■ WORK ITEM:
Each entry needs to be restated exactly as written.
+---+
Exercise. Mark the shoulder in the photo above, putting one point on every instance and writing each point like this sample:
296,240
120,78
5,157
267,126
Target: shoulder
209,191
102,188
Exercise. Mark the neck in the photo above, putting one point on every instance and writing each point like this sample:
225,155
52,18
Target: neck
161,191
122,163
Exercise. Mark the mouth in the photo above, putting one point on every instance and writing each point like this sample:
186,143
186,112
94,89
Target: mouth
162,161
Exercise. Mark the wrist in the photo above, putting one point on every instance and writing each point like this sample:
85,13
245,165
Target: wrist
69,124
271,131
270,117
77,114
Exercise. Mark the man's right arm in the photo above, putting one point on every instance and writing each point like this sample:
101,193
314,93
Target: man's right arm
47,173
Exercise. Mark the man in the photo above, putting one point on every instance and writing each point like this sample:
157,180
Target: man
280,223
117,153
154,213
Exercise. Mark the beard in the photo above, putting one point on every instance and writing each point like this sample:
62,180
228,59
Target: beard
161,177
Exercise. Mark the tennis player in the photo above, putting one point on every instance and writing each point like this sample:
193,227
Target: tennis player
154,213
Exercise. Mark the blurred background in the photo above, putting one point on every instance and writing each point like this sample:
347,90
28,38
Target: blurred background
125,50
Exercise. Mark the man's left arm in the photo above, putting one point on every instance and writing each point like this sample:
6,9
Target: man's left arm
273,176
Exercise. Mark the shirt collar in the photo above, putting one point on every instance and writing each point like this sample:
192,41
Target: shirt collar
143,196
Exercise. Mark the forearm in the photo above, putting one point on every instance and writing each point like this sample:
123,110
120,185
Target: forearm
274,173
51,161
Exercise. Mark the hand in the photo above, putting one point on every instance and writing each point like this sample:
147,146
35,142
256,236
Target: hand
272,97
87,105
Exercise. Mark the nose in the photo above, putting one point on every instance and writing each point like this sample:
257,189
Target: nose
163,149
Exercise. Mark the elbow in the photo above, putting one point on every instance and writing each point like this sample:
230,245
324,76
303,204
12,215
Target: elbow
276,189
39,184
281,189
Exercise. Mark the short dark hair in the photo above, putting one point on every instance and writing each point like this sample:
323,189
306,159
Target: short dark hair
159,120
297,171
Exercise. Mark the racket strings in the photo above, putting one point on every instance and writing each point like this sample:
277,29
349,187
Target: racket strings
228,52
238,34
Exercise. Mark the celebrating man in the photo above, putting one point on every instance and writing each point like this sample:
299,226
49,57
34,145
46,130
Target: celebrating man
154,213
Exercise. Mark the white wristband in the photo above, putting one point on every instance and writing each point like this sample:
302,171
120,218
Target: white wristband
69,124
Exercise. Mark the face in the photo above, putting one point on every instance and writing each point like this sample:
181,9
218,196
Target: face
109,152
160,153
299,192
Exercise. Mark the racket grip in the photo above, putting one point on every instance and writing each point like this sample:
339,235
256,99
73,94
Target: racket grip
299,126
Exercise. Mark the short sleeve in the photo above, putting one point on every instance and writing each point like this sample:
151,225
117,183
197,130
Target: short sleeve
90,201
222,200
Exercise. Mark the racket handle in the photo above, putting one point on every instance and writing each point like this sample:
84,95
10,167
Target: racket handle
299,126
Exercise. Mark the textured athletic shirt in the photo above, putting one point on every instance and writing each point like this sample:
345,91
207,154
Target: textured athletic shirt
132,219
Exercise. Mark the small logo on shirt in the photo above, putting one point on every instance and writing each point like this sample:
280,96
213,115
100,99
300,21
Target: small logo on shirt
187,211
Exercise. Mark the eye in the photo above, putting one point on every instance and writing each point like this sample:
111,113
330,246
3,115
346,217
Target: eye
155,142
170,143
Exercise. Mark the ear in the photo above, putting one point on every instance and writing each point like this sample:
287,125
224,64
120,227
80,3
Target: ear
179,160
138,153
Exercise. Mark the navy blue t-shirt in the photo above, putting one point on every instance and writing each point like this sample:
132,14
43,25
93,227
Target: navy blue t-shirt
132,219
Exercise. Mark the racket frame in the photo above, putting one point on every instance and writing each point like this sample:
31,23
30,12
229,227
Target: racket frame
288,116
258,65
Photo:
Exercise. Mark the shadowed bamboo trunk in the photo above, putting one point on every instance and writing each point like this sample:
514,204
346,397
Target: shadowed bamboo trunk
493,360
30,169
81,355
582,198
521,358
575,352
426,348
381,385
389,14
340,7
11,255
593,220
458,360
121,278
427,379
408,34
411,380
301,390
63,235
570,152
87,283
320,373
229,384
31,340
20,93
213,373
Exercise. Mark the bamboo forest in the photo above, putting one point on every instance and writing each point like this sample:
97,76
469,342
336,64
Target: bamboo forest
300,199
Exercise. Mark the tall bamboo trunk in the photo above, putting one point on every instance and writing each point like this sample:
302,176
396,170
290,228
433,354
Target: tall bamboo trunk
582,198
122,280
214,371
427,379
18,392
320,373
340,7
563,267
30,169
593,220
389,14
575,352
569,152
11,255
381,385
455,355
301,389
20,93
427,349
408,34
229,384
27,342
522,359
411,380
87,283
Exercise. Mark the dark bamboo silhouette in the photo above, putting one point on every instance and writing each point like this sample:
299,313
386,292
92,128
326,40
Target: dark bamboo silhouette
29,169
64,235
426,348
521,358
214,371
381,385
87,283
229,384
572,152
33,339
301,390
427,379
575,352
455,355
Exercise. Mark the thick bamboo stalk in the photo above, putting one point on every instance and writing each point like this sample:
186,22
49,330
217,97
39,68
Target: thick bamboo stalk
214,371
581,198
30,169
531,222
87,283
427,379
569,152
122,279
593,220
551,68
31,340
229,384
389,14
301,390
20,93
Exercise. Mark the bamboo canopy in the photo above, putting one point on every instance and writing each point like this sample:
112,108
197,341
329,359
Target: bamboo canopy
+---+
■ ANSWER BOX:
Exercise. Mark the shoulder in the photo above, putting one point on every instance and writing each point like this sample:
296,240
120,78
5,157
267,126
Target: shoulder
209,191
102,188
Exercise. Mark the neck in the photo above, putting one point on every instance and writing each point like this sample:
225,155
52,18
Target: neck
161,191
122,163
Exercise. Mark the mouth in the photo above, putting one point on every instance and writing each point like this sample:
186,143
186,112
94,89
Target: mouth
162,161
Exercise. Mark the wrist in the photo above, putting one point on every instance and writing each point like this sample:
85,13
245,165
Target: wrist
69,124
271,131
270,117
77,114
Exercise. Mark the man's right arm in the photo above, putting one point on every instance and writing each point like this sample:
101,193
314,93
Target: man's right arm
47,173
Exercise. Mark the man in the photo above, putting one point on every instance and writing each point like this sample:
157,180
Target: man
280,223
117,153
154,213
Exercise. Mark the beard in the photo above, putting one point on every instance and writing each point like this sample:
62,180
228,59
Target: beard
161,177
Exercise. Mark the tennis player in the photo above, putting one point on every instance and writing each point like this sample:
193,227
Target: tennis player
154,213
Exercise. Mark the blurred background in the photo above, putting one point on every instance and writing each point like this sample:
347,90
28,38
Target: blurred background
125,50
Exercise. Mark the man's left arm in the photo above, putting one point on every instance and writing each point like this sample:
6,9
Target: man's left arm
273,176
Exercise. Mark the shirt collar in the photo above, putting one point on every instance and writing each point like this sample:
192,41
Target: shirt collar
143,196
Exercise. Mark the forearm in the photo above, putting one point on every instance and writing each point like this sample:
123,110
120,185
Target: forearm
274,173
51,161
Exercise. Mark the hand in the photo above, putting one point on every instance and writing each point like this sample:
147,146
35,142
256,236
Target: hand
272,97
87,105
Exercise. Mark the nose in the photo above, putting one point on every instance and writing each point like this sample:
257,189
Target: nose
163,149
Exercise. Mark the elbow in the photo above, putting one point on every instance and writing each point like this sample:
230,245
324,76
303,204
12,215
Target: elbow
276,189
39,184
281,189
Exercise. Mark the short dark hair in the photo above, putting one point on every instance and writing each point like this sample:
323,189
306,159
Target: short dark hair
159,120
297,171
Exercise. Mark the racket strings in the photo above, putting one point on every instance and writing each point like this sample:
277,29
349,187
Target: racket strings
228,52
238,34
Exercise. Mark the celebrating man in the photo above, putting one point on every instance and writing each point like this sample:
299,226
49,57
34,145
46,130
Target: celebrating man
154,213
Exercise. Mark the white wristband in the photo above, putting one point on every instance and writing each point like this sample:
302,171
120,218
Target: white wristband
69,124
Exercise. Mark the face in the photo above, putting one point on every instance and writing each point like this sample:
181,9
218,196
Target: face
109,152
160,153
299,192
Exercise. Mark the racket grip in the photo above, putting one point on every instance and writing each point like this sample:
339,235
256,99
73,94
Target: racket grip
299,126
Exercise. Mark the short sleeve in the photo above, putting one point on every instance and writing each point like this sample:
151,225
117,183
197,130
Target: short sleeve
90,201
222,200
Exercise. Mark the racket handle in the photo above, putting one point on every instance and writing each point like this sample:
84,95
10,167
Target: racket handle
299,126
Exercise. Mark the textured athletic shirt in the photo above, putting one point on every instance and writing each point like this sample:
345,91
207,154
Target: textured athletic shirt
132,219
Exercise. Mark the small logo on shirt in the photo above, putting one point on every instance and writing each point like this sample:
280,96
213,115
100,99
300,21
Target: small logo on shirt
187,211
Exercise. Mark the eye in the photo above, putting one point on every instance and writing each point like this sample:
111,113
330,246
3,115
346,217
Target: eye
155,142
170,143
Exercise. Mark the ear in the photo above, putting one point on every instance and writing each point like this sample:
287,125
224,64
120,227
80,3
Target: ear
179,160
138,153
Exercise. Mark the navy blue t-shirt in the photo above, putting one point on every instance and writing each point like this sample:
132,14
43,25
93,227
Target: navy blue t-shirt
132,219
Exercise. Mark the racket frame in the photo above, putting one point on every instance and writing each point like this sample:
31,23
30,12
229,227
Target: racket frame
288,116
258,65
Photo:
Exercise. Mark the shadowed bamboo trunk in the photo above, putting one point on every instance and writing each point like this sample:
514,204
346,397
Target: shadowed bamboo trunk
493,360
30,169
81,355
582,198
521,358
575,352
426,348
381,385
389,14
340,7
11,255
593,220
458,360
121,278
427,379
408,34
411,380
301,390
63,235
570,152
87,283
320,373
229,384
31,340
20,93
213,373
Exercise. Mark the bamboo forest in the photo above, putting one point on every instance and writing each point like this sample:
97,76
469,342
336,64
Target: bamboo forest
300,199
Exercise. Mark the tall bamboo trunk in the photo above, putting one point on every instance and writing each point like this sample:
302,176
396,170
290,228
433,354
Target: tall bamboo trunk
582,198
122,280
214,371
427,379
18,392
320,373
340,7
563,267
30,169
593,220
389,14
575,352
569,152
11,255
381,385
455,355
301,389
20,93
427,349
408,34
229,384
27,342
522,359
411,380
87,283
Exercise. Mark the dark bamboo silhouette in the photo above, putting one point on every instance and writing each point like this sample:
299,313
386,292
92,128
326,40
Target: dark bamboo silhouette
29,169
64,235
426,348
521,358
214,371
381,385
87,283
229,384
572,152
33,339
301,390
427,379
575,352
455,355
Exercise. Mark the thick bamboo stalk in the photo above, putting one point on every instance and writing each point like this sample:
186,22
49,330
217,97
39,68
Target: thick bamboo stalk
214,371
581,198
30,169
531,222
87,283
427,379
569,152
122,279
593,220
551,68
31,340
229,384
389,14
301,390
20,93
Exercise. Mark the bamboo canopy in the photo above, putting one point on every instance and writing each point like this sample:
112,108
197,341
329,359
Target: bamboo canopy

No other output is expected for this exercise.